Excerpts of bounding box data
▼▼▼

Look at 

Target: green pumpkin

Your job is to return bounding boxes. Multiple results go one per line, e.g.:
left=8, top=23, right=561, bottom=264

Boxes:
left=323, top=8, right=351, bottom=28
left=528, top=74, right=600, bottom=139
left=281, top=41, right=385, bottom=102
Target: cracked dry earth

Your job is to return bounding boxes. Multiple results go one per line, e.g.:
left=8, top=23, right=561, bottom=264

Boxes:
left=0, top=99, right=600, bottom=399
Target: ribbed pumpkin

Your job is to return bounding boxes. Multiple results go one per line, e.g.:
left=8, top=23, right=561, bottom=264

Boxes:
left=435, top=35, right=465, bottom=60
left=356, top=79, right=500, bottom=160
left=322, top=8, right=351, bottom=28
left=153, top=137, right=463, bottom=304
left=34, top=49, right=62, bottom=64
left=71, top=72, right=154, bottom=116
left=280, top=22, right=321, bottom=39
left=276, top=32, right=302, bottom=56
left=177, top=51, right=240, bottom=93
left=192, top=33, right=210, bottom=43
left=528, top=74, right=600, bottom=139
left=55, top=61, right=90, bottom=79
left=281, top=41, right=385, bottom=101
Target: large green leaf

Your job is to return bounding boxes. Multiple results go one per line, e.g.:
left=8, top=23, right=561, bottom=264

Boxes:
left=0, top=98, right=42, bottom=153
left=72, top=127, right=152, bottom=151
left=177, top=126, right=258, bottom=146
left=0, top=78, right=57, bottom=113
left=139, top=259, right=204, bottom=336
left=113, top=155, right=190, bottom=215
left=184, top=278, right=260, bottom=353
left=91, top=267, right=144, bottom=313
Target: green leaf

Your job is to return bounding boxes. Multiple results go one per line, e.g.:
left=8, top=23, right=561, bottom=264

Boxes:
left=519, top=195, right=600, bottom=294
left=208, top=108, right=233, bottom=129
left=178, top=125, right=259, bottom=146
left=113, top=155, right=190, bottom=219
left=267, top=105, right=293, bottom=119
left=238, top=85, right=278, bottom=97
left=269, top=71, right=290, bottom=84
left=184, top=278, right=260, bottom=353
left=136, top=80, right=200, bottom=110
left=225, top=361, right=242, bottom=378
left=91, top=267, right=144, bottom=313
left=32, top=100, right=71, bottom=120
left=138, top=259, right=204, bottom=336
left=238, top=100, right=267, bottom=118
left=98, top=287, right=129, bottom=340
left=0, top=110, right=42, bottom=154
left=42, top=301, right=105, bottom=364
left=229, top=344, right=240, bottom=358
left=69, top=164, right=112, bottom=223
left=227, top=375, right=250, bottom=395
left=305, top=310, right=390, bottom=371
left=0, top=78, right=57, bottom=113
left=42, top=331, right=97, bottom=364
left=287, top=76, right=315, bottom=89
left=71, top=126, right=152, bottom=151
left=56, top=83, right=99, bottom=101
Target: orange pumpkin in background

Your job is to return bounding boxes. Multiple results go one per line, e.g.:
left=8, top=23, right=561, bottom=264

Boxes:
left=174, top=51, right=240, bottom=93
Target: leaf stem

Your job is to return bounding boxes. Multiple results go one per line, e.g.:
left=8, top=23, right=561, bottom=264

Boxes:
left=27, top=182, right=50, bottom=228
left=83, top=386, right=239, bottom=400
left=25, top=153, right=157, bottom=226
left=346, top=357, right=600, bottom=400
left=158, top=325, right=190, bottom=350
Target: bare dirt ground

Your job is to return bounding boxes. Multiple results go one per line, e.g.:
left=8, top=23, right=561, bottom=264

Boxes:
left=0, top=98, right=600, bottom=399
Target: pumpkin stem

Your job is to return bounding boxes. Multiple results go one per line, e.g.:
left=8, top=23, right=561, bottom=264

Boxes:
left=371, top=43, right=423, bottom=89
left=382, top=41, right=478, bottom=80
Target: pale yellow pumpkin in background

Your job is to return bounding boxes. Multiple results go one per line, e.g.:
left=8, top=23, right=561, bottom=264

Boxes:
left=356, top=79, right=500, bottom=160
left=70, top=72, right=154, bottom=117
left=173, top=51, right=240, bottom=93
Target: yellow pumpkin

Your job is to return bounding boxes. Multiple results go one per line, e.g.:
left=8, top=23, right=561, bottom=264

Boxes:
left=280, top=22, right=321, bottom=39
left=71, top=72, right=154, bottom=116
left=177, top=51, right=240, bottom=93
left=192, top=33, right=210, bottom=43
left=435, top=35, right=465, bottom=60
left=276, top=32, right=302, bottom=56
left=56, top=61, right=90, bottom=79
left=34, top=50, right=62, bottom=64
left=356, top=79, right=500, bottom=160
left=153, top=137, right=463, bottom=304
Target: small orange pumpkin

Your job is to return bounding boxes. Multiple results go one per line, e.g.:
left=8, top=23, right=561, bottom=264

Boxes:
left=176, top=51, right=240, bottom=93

▲▲▲

*Objective*: Copy the data above line for line, with no changes.

*Completed exercise*:
Look at 

Target: green pumpkin

Your job is to return bounding boxes. Multiple results go one per line, e.g.:
left=8, top=23, right=561, bottom=264

Boxes:
left=323, top=8, right=351, bottom=28
left=528, top=74, right=600, bottom=139
left=281, top=41, right=385, bottom=102
Target: cracked dry earth

Your job is to return bounding boxes. Multiple results go one per line, e.g.:
left=8, top=23, right=561, bottom=264

Boxes:
left=0, top=99, right=600, bottom=399
Target: ribbed pumpkin

Your job is to return bounding boxes. Multiple results go one per line, e.g.:
left=8, top=23, right=561, bottom=264

Boxes:
left=435, top=35, right=465, bottom=60
left=356, top=79, right=500, bottom=160
left=322, top=8, right=351, bottom=28
left=153, top=137, right=463, bottom=304
left=34, top=49, right=62, bottom=64
left=71, top=72, right=154, bottom=116
left=280, top=22, right=321, bottom=39
left=276, top=32, right=302, bottom=56
left=177, top=51, right=240, bottom=93
left=192, top=33, right=210, bottom=43
left=528, top=74, right=600, bottom=139
left=55, top=61, right=90, bottom=79
left=281, top=41, right=385, bottom=101
Target: large green leaf

Your job is to return bounding boxes. Multiple results go one per line, e.g.:
left=8, top=23, right=561, bottom=264

Boxes:
left=0, top=98, right=42, bottom=153
left=72, top=127, right=152, bottom=151
left=177, top=126, right=258, bottom=146
left=0, top=78, right=57, bottom=113
left=139, top=259, right=204, bottom=336
left=113, top=155, right=190, bottom=215
left=184, top=278, right=260, bottom=353
left=91, top=267, right=144, bottom=313
Target: green leaf

Your job is to return bounding boxes. Multiple results go one per line, e.g.:
left=8, top=23, right=561, bottom=264

Boxes:
left=519, top=195, right=600, bottom=294
left=208, top=108, right=233, bottom=129
left=178, top=125, right=259, bottom=146
left=113, top=155, right=190, bottom=219
left=267, top=105, right=293, bottom=119
left=238, top=85, right=278, bottom=97
left=269, top=71, right=290, bottom=84
left=184, top=278, right=260, bottom=353
left=136, top=80, right=200, bottom=110
left=225, top=361, right=242, bottom=378
left=91, top=267, right=144, bottom=313
left=32, top=100, right=71, bottom=120
left=138, top=259, right=204, bottom=336
left=238, top=100, right=267, bottom=118
left=98, top=287, right=129, bottom=340
left=0, top=110, right=42, bottom=154
left=42, top=301, right=105, bottom=364
left=229, top=344, right=240, bottom=358
left=69, top=164, right=112, bottom=223
left=227, top=375, right=250, bottom=395
left=305, top=310, right=390, bottom=371
left=0, top=78, right=57, bottom=113
left=42, top=331, right=97, bottom=364
left=287, top=76, right=315, bottom=89
left=71, top=126, right=152, bottom=151
left=56, top=83, right=99, bottom=101
Target: orange pumpkin in background

Your job is to return bounding boxes. Multiple results go one per line, e.g.:
left=8, top=23, right=561, bottom=264

Boxes:
left=174, top=51, right=240, bottom=93
Target: leaf stem

Your job is to return bounding boxes. Multiple results go one per line, e.g.:
left=8, top=23, right=561, bottom=264

Boxes:
left=27, top=182, right=50, bottom=228
left=83, top=386, right=239, bottom=400
left=25, top=153, right=157, bottom=226
left=346, top=357, right=600, bottom=400
left=158, top=325, right=190, bottom=350
Target: bare dirt ground

Your job is to return bounding boxes. Multiple results go one per line, e.g.:
left=8, top=23, right=561, bottom=264

Boxes:
left=0, top=98, right=600, bottom=399
Target: pumpkin stem

Your job is to return bounding boxes. Multiple results go one per line, e.g.:
left=8, top=23, right=561, bottom=264

Boxes:
left=371, top=43, right=423, bottom=89
left=382, top=41, right=478, bottom=80
Target: pale yellow pumpkin in background

Your job is to return bounding boxes. Multiple results go one per line, e.g.:
left=8, top=23, right=561, bottom=264

Boxes:
left=356, top=79, right=500, bottom=160
left=70, top=72, right=154, bottom=117
left=173, top=51, right=240, bottom=93
Target: yellow pumpkin

Your job is to return bounding boxes. Multiple results go one per line, e.g.:
left=8, top=23, right=561, bottom=264

Boxes:
left=280, top=22, right=321, bottom=39
left=71, top=72, right=154, bottom=116
left=177, top=51, right=240, bottom=93
left=192, top=33, right=210, bottom=43
left=435, top=35, right=465, bottom=60
left=276, top=32, right=302, bottom=56
left=56, top=61, right=90, bottom=79
left=34, top=50, right=62, bottom=64
left=356, top=79, right=500, bottom=160
left=153, top=137, right=463, bottom=304
Target: small orange pumpkin

Your job is to return bounding boxes. Multiple results go one per line, e.g.:
left=8, top=23, right=561, bottom=264

Boxes:
left=176, top=51, right=240, bottom=93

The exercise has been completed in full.